- Task objective
In the entries below, find the line containing "Q: For each instance of the red t-shirt". Copy it and all lines after it, exactly, through the end.

Object location annotation data:
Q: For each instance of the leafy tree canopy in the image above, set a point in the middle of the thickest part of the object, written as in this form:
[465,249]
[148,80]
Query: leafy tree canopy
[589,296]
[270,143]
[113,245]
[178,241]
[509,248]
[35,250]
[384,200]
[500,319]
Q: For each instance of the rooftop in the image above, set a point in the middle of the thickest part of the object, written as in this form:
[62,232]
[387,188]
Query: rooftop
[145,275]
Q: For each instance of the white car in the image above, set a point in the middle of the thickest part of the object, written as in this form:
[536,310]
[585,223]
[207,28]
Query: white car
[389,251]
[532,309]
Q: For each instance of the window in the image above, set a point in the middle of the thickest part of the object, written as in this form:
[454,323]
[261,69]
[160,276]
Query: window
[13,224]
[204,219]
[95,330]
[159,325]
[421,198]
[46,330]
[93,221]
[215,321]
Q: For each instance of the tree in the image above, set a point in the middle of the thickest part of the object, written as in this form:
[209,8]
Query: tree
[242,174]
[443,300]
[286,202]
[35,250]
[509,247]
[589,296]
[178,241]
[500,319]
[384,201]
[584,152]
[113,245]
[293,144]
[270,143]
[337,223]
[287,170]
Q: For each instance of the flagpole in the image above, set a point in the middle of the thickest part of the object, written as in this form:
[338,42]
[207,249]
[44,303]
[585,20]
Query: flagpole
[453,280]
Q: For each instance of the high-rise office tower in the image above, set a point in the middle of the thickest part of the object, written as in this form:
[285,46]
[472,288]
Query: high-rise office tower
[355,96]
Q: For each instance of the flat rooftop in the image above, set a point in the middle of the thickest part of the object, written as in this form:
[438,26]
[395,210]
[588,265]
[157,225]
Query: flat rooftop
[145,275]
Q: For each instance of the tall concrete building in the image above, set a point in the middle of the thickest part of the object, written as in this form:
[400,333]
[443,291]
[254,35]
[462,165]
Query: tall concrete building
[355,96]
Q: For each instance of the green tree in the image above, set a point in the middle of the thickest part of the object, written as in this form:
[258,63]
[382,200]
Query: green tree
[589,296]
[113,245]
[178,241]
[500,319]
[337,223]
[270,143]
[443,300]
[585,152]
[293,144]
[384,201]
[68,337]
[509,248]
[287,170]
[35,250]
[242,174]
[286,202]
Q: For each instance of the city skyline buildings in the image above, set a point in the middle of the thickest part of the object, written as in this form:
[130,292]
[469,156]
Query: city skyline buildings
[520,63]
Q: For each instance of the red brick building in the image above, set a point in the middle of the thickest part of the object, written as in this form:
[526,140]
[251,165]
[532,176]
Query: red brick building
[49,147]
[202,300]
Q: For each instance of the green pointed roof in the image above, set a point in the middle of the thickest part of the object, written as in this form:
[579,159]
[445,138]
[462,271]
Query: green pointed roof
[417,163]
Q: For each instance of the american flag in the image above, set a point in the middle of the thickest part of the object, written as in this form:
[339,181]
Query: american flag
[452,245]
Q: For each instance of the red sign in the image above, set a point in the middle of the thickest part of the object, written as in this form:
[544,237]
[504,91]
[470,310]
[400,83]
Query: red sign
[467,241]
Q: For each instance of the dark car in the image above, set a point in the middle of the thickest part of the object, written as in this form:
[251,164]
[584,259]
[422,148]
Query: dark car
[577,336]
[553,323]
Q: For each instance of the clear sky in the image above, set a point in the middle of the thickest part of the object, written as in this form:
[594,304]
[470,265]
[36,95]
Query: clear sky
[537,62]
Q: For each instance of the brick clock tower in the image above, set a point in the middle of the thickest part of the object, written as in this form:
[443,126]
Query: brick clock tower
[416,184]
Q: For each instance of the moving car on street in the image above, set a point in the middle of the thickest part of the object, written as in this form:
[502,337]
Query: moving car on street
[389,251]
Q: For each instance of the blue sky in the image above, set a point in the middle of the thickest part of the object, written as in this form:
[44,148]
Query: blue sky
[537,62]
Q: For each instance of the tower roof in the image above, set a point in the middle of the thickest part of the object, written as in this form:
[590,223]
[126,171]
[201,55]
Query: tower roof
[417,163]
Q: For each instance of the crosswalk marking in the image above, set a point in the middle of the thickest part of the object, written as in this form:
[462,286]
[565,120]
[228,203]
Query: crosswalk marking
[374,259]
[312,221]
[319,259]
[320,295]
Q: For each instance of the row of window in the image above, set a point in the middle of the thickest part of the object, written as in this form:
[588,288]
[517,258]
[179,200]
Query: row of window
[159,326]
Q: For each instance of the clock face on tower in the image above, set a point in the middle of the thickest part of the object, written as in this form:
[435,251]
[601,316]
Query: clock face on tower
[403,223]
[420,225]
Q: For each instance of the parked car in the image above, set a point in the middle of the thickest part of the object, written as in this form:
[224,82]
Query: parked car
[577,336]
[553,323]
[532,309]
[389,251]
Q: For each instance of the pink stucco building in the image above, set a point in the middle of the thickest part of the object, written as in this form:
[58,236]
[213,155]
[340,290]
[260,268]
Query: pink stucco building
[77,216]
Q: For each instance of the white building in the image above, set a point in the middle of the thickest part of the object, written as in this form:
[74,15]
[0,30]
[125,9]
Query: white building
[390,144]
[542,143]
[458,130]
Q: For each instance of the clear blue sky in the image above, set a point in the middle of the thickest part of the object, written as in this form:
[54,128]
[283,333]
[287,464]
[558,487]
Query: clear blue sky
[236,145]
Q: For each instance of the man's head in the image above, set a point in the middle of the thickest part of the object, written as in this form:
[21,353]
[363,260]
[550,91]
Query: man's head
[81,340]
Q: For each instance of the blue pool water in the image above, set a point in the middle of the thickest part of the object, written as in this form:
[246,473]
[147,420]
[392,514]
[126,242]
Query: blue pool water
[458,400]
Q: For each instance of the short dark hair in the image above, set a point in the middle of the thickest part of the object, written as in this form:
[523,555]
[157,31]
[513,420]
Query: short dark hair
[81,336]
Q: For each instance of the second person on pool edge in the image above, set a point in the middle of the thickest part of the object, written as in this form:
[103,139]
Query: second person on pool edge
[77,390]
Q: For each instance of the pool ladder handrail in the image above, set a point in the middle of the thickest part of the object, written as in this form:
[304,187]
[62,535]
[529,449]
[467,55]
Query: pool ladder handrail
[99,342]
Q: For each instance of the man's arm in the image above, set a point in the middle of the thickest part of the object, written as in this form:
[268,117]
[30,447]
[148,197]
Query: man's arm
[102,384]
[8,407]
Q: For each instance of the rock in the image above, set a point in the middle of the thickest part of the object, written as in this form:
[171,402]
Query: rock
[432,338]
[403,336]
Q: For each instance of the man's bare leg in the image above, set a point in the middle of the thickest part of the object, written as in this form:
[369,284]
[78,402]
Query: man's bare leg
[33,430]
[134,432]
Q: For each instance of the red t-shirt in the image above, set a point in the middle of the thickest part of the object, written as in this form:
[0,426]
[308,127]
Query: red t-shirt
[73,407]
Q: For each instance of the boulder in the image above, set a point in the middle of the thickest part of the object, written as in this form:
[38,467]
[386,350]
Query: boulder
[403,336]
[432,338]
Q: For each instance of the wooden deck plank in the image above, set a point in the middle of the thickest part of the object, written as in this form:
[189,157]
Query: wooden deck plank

- Correct result
Q: For each instance of the red t-shirt in the image above, set a point in the middle of the thickest part of the object, written as in this form:
[0,426]
[308,127]
Query: red t-shirt
[73,407]
Q: For each instance of the boulder in the image above, set a point in the middle of the thickest part of the object, written as in this form:
[38,467]
[386,350]
Query: boulder
[403,336]
[432,338]
Q: For each instance of the wooden deck plank in the image above, set a point in the middle of the thickest part of the object, written as in this form:
[189,157]
Query: wooden deck plank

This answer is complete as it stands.